• _EXERCISE INSTRUCTIONS_
[a] In the report on stroke-prevention costs, what was the total cost per person for the strategy based on medical therapy?
[b] Reproduce word for word the part of the report on stroke-prevention costs that runs from "The researchers found" down to "the CVR-based strategy.".

• _TEXT SHOWN_
++++++++++

Cerebrovascular reserve-based strategy is cost-effective
Ankur Pandya, Ph.D., from the Weill Cornell Medical College in New York City, and colleagues compared the cost-effectiveness of three strategies in asymptomatic patients with carotid artery stenosis for prevention of stroke. Immediate revascularization (carotid endarterectomy) and ongoing medical therapy (with antiplatelet, statin, and antihypertensive agents plus lifestyle modification) were compared with use of a CVR-based decision rule for treatment (patients with CVR impairment undergo immediate revascularization and others receive medical therapy). The authors projected lifetime quality-adjusted life-years (QALYs) and costs for patients with carotid stenosis with 70 to 89 percent carotid luminal narrowing at presentation using a decision analytic model.
The researchers found that the total costs per person and lifetime QALYs were lowest for the medical therapy-based strategy ($14,597; 9.848 QALYs), followed by CVR testing ($16,583; 9.934 QALYs), with the highest costs per person and lifetime QALYs for immediate revascularization ($20,950; 9.940 QALYs). The incremental cost-effectiveness ratio was $23,000 per QALY for the CVR-based strategy versus medical therapy-based strategy, and $760,000 per QALY for immediate revascularization versus the CVR-based strategy.

++++++++++

• _LISTED RECORDS_
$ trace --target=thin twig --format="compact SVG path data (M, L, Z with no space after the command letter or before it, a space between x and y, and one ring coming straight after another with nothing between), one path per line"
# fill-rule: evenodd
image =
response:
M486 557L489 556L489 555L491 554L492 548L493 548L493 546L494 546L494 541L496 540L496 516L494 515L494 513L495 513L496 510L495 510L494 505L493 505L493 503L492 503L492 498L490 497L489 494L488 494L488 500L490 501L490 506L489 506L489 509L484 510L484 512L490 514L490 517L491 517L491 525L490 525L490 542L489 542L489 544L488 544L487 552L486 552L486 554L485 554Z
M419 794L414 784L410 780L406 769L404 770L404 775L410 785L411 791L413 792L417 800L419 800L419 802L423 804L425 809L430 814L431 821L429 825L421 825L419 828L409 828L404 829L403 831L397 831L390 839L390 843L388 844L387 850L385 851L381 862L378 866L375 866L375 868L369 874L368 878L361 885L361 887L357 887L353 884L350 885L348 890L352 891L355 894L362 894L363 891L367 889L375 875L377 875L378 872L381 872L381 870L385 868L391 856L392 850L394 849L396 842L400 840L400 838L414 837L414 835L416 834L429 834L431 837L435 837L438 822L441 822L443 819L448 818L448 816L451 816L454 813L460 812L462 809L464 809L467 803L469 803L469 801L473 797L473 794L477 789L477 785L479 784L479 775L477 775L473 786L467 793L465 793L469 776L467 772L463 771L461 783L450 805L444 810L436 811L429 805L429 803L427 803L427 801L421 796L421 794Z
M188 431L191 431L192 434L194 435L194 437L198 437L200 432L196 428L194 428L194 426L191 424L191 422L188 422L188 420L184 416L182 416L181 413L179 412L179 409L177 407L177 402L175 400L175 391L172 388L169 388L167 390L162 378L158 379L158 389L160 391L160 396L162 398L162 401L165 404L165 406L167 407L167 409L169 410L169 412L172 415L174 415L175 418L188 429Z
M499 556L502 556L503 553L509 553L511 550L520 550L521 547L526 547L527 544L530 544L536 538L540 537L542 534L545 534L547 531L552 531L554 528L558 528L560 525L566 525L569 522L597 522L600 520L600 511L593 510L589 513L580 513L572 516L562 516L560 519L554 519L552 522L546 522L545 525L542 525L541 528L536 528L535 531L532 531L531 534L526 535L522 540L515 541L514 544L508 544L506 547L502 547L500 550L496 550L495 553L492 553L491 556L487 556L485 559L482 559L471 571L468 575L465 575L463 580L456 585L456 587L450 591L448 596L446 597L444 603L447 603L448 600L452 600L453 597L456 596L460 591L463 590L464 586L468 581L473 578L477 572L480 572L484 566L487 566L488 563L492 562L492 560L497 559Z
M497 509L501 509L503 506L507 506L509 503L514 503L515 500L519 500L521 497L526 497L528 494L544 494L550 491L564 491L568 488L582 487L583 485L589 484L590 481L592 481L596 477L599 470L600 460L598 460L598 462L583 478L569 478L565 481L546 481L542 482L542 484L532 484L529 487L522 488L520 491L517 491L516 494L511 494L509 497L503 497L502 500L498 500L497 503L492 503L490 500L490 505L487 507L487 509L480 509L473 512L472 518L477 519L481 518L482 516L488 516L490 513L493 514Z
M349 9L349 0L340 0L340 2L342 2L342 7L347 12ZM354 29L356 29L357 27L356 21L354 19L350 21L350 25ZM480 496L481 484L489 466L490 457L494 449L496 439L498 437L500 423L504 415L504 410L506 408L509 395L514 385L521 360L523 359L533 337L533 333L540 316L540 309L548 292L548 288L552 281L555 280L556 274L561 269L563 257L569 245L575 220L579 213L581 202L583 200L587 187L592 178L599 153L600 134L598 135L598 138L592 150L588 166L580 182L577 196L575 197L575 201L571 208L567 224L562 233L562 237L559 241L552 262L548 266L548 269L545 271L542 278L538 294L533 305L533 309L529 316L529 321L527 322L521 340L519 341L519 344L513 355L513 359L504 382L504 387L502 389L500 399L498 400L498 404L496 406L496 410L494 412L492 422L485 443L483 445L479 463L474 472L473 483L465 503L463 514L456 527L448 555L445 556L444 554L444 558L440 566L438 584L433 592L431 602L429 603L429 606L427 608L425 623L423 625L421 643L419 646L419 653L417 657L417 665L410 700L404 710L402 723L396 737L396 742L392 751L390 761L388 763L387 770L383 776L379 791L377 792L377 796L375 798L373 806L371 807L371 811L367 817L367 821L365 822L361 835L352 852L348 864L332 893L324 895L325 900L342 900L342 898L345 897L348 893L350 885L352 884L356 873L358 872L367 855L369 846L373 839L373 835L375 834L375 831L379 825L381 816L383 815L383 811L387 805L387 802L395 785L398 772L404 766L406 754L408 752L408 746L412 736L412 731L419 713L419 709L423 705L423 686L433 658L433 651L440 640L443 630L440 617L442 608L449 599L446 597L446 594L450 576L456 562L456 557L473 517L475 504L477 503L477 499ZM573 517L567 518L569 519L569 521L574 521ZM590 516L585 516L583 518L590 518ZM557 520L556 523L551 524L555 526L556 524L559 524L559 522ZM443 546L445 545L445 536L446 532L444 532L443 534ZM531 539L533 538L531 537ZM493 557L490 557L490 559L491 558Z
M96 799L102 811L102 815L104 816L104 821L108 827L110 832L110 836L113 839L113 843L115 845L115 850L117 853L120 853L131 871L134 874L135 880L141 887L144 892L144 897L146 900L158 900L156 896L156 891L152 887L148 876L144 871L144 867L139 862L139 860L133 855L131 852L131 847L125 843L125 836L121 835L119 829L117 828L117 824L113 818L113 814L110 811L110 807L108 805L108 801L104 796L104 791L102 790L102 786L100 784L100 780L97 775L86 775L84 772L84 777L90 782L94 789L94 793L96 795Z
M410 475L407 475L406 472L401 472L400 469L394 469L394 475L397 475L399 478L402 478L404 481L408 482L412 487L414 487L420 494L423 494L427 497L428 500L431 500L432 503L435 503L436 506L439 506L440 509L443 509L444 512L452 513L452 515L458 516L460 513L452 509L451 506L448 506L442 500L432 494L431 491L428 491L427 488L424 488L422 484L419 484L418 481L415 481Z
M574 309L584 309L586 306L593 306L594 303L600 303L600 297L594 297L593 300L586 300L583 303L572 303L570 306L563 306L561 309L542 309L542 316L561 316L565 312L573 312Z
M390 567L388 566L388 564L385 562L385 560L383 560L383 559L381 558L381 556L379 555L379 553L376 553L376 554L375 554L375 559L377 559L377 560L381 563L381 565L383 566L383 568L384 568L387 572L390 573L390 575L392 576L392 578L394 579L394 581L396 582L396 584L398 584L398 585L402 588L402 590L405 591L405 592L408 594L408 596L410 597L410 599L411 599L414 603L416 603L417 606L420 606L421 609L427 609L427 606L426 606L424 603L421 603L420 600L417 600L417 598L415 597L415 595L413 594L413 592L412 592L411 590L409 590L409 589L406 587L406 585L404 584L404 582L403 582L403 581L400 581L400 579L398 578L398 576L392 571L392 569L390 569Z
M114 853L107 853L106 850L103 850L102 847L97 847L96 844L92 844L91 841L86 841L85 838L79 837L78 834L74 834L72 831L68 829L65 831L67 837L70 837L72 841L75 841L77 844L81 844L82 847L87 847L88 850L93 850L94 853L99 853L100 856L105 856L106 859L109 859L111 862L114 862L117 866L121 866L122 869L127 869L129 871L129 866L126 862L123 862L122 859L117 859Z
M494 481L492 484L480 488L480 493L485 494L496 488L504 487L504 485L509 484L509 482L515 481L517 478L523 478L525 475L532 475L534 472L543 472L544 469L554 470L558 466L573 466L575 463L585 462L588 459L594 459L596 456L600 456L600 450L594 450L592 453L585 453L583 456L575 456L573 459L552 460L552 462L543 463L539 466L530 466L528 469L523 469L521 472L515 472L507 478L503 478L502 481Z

++++++++++

• _RESULTS_
[a] $14,597

[b]
The researchers found that the total costs per person and lifetime QALYs were lowest for the medical therapy-based strategy ($14,597; 9.848 QALYs), followed by CVR testing ($16,583; 9.934 QALYs), with the highest costs per person and lifetime QALYs for immediate revascularization ($20,950; 9.940 QALYs). The incremental cost-effectiveness ratio was $23,000 per QALY for the CVR-based strategy versus medical therapy-based strategy, and $760,000 per QALY for immediate revascularization versus the CVR-based strategy.